> [Data for the task]
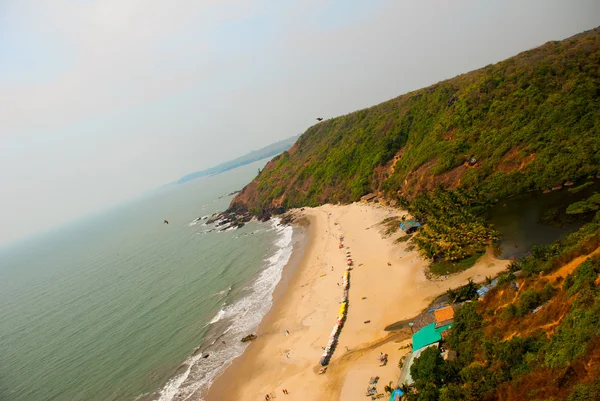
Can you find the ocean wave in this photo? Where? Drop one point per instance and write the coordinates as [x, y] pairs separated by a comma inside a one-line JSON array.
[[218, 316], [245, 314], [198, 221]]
==
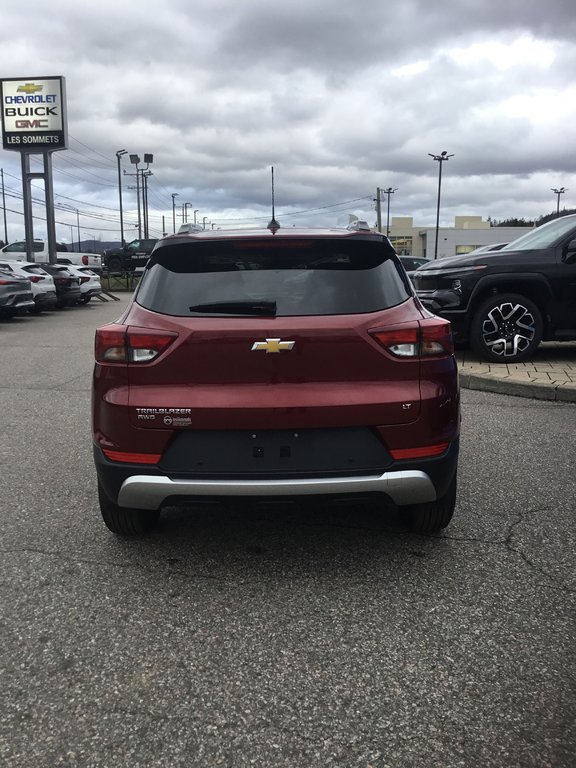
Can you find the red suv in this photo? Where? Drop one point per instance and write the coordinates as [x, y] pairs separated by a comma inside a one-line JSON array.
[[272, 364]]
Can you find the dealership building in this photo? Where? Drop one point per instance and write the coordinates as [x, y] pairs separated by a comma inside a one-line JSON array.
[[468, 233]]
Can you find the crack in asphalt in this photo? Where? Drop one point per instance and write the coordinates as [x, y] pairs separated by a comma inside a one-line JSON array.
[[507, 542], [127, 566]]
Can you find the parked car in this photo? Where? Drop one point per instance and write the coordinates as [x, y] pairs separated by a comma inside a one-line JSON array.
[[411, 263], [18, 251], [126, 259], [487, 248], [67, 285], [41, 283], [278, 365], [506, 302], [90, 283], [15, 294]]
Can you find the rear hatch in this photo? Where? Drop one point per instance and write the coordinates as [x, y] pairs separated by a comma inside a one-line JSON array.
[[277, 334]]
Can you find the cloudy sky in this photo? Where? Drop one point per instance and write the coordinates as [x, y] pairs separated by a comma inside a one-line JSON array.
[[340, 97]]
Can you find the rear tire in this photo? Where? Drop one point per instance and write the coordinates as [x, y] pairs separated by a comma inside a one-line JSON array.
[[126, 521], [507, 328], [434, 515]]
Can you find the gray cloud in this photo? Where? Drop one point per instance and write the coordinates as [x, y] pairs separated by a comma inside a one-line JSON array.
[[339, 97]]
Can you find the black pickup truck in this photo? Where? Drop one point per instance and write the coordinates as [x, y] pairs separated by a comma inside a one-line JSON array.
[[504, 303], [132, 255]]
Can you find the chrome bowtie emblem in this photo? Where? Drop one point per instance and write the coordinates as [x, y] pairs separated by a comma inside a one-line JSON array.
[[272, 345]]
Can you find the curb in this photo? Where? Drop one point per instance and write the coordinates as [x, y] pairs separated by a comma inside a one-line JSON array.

> [Set task] Rewrite only the lines from the one that has "Can you find the crack" through the one that has "[[272, 345]]", requests included and left unchanged. Multiply every coordinate in the answers by 1.6, rounding to whole numbers with halves rounded up.

> [Expected answer]
Can you find the crack in asphalt in this photo? Where? Drop one point per instance and write the coordinates as [x, y] pairs separated by a comma inside a one-line JSON array.
[[811, 867], [203, 906]]
Can you find the parked car in this photo? Where? Drop one point per instance and write the coordinates as [x, y] pairs separated by a comma inside a one-line JSON array.
[[658, 421], [29, 402], [202, 414], [779, 397], [107, 456], [66, 453], [445, 584], [810, 483], [144, 453], [24, 470]]
Can you find the rear hatch in this photo? Where? Drop one point per instance and write the coordinates as [x, y] pairs separated by a comma inside a one-line JSON array.
[[443, 534]]
Can you find the cloudy sky in this photo? Where? Drop one point per instance and write the coordinates as [x, y] pairs separated by a comma inside a one-line JSON array.
[[544, 155]]
Can you find the rear tire in this photo? Where? Drop one point per instance and write the coordinates as [x, y] pairs separated by a comma inside a one-line JSON array.
[[202, 834], [811, 525], [694, 824]]
Can you find the gray cloud in this photo? Where? Drop one point per instance and write the coordinates as [x, y] pairs separated by a comma inside a one-line JSON array.
[[542, 155]]
Can you find the black pickup truck in this photo? Where? Drop one point per instance and write the coordinates as [x, y] pairs separated by a comma inside a one-line JSON array.
[[806, 485], [211, 408]]
Can you find the chrome bowtie emblem in this photo? Where? Drop one point per instance and write the coordinates as [x, y] pairs separated by a comma inside a one-line JSON array.
[[435, 552]]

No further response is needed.